- TASK
Each line of the material that mentions the word "music" is to be copied.
►
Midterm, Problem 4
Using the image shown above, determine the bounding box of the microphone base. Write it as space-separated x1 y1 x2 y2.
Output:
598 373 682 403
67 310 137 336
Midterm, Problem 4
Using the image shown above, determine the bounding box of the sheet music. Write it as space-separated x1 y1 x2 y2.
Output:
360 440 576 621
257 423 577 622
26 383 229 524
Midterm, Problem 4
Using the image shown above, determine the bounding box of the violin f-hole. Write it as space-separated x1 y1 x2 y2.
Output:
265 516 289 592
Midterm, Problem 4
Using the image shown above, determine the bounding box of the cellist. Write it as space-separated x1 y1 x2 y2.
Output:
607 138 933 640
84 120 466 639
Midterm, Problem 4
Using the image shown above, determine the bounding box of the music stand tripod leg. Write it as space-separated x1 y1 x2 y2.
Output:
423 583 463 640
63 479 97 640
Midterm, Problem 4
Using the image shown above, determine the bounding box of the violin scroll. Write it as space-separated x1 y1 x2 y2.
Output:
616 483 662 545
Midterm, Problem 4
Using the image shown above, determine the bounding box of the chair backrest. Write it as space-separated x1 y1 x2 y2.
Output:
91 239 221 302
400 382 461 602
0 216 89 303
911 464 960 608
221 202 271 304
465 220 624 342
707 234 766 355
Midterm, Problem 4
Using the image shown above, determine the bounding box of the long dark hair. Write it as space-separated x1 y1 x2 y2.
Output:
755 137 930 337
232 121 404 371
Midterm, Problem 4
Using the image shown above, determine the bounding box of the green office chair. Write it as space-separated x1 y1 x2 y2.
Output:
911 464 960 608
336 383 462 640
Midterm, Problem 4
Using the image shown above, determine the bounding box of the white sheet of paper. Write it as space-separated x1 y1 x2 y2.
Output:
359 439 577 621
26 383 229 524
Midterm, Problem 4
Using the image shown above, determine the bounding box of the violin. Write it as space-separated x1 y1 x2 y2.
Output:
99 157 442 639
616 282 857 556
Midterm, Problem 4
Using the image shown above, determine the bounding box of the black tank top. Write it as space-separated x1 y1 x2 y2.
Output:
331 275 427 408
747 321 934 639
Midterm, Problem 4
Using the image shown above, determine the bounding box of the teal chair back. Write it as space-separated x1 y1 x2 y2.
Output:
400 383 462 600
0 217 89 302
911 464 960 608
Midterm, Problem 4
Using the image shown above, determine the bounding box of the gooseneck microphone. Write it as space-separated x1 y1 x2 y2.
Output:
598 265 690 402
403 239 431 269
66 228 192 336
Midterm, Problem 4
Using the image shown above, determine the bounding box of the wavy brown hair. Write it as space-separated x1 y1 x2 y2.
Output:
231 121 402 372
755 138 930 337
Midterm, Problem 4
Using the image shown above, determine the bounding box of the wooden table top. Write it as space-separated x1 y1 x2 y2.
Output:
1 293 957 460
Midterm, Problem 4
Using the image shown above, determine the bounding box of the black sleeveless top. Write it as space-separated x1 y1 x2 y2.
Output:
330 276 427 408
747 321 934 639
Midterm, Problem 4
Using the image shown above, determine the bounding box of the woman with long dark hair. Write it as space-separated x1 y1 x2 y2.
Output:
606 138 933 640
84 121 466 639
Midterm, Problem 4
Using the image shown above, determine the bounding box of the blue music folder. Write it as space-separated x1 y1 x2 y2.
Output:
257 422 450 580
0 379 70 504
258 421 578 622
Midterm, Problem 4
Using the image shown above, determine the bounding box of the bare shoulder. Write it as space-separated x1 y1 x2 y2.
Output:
◄
- RESPONSE TO THIS TASK
Using the image shown above, determine the bounding box of the sheet music. Write it as space-separated x1 y1 x2 y2.
Using the image shown above, determine the bounding box of the music stand tripod leg. Write it as space-separated x1 y1 x2 y2.
Using the image shown above, determine the bounding box of the blue music folder. Write it as space-separated x1 y1 x2 y2.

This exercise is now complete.